→ Source records:
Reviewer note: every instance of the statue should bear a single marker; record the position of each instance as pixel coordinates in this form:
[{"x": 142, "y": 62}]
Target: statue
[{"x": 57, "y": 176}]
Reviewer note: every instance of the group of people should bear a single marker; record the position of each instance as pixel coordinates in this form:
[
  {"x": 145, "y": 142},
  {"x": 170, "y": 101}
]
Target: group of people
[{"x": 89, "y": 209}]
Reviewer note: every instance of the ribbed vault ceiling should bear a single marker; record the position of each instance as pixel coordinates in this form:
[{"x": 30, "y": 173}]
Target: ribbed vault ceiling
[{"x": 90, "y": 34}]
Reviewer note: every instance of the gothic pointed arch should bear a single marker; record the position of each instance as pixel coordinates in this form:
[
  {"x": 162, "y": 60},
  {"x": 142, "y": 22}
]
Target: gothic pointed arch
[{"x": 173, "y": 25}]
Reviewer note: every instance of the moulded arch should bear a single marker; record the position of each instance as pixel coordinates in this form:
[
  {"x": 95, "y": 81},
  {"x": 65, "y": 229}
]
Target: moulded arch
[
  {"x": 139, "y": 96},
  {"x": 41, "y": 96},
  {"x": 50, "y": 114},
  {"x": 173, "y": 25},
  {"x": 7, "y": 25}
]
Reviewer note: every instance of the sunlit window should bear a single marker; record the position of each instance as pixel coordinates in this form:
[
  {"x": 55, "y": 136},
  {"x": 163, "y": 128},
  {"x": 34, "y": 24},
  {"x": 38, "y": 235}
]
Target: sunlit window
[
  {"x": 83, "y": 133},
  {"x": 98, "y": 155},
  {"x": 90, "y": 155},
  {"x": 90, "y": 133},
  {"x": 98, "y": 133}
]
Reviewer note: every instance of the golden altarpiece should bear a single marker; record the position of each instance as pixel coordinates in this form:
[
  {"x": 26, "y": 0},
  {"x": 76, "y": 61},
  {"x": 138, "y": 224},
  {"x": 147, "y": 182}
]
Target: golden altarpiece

→ Work instructions: How many of the lines above contain the string "altarpiece"? Give the number only.

→ Answer below: 2